What is being asked >> How many lines of the data include the string "mountain"? State the number and nothing else.

======== Material shown ========

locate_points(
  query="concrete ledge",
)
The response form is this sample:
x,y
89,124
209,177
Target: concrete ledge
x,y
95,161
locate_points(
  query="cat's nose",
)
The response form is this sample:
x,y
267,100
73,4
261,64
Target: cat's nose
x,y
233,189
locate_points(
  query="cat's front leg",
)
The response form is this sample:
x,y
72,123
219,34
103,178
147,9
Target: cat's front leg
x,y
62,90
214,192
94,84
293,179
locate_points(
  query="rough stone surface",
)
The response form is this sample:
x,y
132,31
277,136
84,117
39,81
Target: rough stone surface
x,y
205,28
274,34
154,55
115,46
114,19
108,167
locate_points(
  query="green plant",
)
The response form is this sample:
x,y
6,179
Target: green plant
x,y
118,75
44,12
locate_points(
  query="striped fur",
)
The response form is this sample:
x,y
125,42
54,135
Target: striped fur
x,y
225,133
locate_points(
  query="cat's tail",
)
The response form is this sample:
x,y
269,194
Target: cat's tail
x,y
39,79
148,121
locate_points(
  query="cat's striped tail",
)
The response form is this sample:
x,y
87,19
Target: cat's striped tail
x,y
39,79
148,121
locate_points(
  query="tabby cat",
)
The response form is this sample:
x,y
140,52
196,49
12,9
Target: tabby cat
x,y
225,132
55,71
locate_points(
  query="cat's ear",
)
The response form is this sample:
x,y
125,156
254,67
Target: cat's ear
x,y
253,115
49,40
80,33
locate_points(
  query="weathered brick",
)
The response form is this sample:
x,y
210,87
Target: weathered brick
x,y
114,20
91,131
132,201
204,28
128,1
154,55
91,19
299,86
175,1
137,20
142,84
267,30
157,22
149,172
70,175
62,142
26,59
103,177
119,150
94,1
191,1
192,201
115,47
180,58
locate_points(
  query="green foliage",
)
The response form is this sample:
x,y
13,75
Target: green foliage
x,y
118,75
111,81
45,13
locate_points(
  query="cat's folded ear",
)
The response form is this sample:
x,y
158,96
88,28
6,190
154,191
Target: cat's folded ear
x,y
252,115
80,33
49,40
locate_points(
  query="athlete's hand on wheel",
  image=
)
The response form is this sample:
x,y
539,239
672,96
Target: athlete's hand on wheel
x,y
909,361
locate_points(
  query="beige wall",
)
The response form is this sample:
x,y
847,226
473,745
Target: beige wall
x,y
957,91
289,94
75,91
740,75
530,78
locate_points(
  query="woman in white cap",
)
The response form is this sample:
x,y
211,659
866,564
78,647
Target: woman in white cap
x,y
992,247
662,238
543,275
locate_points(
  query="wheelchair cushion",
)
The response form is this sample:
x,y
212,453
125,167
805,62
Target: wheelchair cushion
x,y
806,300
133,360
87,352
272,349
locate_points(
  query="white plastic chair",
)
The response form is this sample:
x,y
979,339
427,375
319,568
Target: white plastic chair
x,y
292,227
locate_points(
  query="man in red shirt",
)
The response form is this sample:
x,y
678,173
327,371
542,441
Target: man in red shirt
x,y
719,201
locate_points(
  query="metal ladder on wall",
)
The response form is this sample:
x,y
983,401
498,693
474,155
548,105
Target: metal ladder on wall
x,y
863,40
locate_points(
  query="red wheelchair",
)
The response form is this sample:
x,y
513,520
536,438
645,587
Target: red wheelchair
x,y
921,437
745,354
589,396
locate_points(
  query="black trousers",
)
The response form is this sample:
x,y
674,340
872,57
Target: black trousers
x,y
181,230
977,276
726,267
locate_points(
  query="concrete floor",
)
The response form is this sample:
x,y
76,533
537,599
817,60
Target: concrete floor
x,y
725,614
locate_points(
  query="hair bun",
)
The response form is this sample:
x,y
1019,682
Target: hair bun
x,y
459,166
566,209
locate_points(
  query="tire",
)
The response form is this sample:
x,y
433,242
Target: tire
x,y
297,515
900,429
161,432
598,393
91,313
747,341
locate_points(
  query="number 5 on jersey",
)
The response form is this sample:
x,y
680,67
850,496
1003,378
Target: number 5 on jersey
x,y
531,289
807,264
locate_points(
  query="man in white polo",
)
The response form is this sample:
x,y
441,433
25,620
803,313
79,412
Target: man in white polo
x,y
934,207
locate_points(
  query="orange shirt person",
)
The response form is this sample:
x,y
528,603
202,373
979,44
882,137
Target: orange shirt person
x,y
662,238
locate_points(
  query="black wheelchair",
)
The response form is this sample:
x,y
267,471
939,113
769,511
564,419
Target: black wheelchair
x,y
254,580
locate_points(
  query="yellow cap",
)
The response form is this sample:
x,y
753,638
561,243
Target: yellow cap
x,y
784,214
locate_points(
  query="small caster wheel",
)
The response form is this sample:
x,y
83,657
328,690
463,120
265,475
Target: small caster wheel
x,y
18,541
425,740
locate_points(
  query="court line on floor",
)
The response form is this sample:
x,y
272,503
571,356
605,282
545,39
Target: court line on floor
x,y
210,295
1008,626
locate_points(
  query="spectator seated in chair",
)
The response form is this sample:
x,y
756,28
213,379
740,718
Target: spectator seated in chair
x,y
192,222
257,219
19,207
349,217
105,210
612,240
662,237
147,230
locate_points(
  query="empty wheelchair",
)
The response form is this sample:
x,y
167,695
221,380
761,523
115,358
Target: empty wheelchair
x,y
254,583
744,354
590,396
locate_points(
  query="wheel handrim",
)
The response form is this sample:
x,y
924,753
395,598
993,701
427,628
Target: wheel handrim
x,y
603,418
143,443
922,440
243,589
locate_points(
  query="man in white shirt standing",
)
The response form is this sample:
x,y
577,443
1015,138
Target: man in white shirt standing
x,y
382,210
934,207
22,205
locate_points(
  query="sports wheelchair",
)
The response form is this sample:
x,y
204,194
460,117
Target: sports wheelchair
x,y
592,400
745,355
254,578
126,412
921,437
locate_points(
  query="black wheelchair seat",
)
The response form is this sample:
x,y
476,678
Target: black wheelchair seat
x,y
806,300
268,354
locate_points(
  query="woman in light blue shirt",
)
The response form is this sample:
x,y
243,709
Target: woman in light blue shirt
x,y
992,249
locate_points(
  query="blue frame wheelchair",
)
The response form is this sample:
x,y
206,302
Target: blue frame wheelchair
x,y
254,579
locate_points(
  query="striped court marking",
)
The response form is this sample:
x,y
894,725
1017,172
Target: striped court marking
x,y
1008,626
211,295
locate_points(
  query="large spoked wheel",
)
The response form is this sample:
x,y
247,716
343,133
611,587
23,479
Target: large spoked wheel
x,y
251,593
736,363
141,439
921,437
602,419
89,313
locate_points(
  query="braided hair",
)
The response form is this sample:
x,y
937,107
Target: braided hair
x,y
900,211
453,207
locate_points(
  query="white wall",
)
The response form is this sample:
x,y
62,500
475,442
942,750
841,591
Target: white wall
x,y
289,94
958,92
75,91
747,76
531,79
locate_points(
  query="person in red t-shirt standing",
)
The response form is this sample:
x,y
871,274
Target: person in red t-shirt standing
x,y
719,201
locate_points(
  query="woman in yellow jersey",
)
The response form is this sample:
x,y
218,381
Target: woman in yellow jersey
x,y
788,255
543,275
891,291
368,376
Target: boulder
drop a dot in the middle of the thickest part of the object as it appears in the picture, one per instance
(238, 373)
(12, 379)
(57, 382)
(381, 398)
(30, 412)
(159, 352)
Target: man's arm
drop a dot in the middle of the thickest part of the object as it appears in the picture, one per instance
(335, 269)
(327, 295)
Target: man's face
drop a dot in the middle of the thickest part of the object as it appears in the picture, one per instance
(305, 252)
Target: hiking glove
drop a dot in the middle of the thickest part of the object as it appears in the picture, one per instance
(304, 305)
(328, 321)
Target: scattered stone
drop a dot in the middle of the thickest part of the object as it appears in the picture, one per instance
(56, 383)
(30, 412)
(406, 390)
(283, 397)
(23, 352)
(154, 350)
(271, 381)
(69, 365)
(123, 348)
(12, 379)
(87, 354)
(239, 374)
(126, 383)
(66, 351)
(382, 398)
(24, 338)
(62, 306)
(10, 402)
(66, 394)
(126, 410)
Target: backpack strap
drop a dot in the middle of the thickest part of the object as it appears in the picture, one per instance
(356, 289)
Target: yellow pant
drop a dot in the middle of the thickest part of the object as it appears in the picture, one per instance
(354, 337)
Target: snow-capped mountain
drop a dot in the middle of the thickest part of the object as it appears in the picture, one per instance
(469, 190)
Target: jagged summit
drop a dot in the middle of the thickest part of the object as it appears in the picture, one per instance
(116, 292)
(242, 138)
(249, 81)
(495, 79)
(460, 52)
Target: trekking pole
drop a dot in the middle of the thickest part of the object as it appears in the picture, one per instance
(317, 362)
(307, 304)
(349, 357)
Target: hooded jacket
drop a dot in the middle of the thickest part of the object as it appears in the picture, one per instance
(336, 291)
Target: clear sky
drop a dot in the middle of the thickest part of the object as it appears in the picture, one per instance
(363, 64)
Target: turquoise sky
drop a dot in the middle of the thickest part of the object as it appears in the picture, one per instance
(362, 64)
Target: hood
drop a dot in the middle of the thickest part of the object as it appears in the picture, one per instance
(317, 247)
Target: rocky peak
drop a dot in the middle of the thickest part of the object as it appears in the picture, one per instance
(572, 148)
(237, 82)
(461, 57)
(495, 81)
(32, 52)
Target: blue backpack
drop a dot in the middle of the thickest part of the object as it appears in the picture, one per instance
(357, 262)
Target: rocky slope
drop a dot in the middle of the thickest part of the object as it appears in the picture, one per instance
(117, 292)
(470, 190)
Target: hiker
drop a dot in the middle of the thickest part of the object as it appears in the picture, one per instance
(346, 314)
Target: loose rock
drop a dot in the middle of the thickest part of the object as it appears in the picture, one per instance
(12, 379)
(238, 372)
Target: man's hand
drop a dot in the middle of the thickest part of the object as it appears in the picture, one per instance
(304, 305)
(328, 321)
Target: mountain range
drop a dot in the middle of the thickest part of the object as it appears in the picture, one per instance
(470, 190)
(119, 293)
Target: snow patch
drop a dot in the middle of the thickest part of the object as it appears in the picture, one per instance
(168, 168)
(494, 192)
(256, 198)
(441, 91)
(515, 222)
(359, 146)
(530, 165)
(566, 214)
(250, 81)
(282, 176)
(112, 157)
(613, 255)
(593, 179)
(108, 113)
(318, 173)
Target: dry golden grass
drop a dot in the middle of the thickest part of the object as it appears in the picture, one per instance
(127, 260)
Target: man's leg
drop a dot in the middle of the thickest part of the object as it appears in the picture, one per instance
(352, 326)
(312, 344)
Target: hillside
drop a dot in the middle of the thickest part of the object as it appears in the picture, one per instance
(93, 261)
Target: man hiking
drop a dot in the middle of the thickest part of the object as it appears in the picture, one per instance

========

Response to the exercise >> 2